→ **Information supplied**

___

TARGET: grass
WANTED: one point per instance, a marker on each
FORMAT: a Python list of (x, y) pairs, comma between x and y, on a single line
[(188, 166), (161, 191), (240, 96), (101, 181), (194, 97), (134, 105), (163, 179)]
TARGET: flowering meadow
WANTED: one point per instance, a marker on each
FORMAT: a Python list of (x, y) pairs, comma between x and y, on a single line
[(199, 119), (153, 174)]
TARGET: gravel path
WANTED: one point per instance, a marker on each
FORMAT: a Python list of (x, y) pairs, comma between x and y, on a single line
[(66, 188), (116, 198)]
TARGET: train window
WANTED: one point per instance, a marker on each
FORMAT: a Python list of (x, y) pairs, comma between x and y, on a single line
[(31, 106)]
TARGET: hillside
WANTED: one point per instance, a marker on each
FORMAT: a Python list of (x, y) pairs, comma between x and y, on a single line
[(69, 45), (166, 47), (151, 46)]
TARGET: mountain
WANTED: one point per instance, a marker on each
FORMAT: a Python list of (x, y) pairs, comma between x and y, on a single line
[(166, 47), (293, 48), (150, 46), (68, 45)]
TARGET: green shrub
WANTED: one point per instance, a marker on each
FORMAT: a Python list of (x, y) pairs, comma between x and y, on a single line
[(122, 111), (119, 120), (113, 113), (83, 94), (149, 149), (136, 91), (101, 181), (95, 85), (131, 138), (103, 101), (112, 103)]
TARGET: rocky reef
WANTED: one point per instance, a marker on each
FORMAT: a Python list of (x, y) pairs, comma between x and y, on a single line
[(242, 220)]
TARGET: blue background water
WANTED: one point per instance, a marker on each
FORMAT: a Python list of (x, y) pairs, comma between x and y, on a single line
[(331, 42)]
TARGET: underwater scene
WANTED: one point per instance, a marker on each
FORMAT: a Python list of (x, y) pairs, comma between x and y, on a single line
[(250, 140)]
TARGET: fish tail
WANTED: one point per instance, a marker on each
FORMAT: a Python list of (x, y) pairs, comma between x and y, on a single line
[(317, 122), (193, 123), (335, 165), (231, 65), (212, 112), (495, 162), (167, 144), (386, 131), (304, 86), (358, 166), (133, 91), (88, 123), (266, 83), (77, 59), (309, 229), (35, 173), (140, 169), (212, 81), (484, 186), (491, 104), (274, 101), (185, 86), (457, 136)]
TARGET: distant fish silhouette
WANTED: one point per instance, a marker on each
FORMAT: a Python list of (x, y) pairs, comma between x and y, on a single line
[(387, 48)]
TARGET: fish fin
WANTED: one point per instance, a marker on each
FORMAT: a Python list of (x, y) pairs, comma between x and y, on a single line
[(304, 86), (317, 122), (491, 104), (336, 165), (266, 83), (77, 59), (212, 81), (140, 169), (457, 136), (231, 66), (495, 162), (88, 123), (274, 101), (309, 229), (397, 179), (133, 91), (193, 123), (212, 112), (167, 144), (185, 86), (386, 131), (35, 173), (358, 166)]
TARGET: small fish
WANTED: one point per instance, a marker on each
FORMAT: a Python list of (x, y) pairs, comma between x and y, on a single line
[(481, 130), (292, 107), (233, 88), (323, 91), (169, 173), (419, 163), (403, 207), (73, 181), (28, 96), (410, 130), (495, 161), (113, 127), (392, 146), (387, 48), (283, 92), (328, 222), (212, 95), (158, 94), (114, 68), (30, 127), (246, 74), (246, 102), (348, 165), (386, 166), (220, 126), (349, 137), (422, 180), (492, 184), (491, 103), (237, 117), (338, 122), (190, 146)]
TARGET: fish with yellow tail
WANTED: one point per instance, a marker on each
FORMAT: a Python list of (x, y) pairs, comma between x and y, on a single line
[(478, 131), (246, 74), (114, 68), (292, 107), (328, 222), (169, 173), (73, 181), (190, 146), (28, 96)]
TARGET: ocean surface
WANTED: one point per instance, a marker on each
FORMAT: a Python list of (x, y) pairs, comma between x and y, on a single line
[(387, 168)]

___

→ **Short problem**
Locate the line with "TARGET: distant fish silhouette" in the entries above; extract it and every line after it, verbatim.

→ **Result of the task**
TARGET: distant fish silhouette
WANTED: one point per instance, a marker on each
FORMAT: a Python list of (x, y) pairs, comma between x and y, on a single line
[(387, 48)]
TARGET: fish fin
WANTED: one point per instance, a marker on each
FORMAT: a Python list of (x, y) pairs, comma between x and y, on a single line
[(304, 86), (317, 122), (491, 104), (336, 165), (266, 83), (77, 59), (212, 81), (140, 169), (457, 136), (231, 66), (495, 162), (88, 123), (274, 101), (309, 229), (397, 179), (133, 91), (193, 123), (212, 112), (167, 144), (185, 86), (386, 131), (35, 173), (358, 166)]
TARGET: small fish
WANTED: one point per instance, a marker on each
FORMAT: a Python list of (x, y) pairs, comma between x and y, on a single line
[(481, 130), (292, 107), (233, 88), (323, 91), (169, 173), (419, 163), (403, 207), (73, 181), (28, 96), (410, 130), (495, 161), (113, 127), (392, 146), (387, 48), (283, 92), (328, 222), (212, 95), (158, 94), (114, 68), (30, 127), (246, 74), (246, 102), (348, 165), (386, 166), (220, 126), (349, 137), (422, 180), (492, 184), (491, 103), (237, 117), (338, 122), (190, 146)]
TARGET: fish with yellow tail
WANTED: one point per instance, a marker on each
FORMAT: a Python list of (x, y) pairs, comma between x and y, on a single line
[(478, 131), (246, 74), (114, 68), (292, 107), (328, 222), (169, 173), (73, 181), (190, 146), (28, 96)]
TARGET: ocean surface
WANTED: one point per instance, a marker on each
FORMAT: a Python list of (x, y) pairs, comma between x and y, on a single line
[(387, 168)]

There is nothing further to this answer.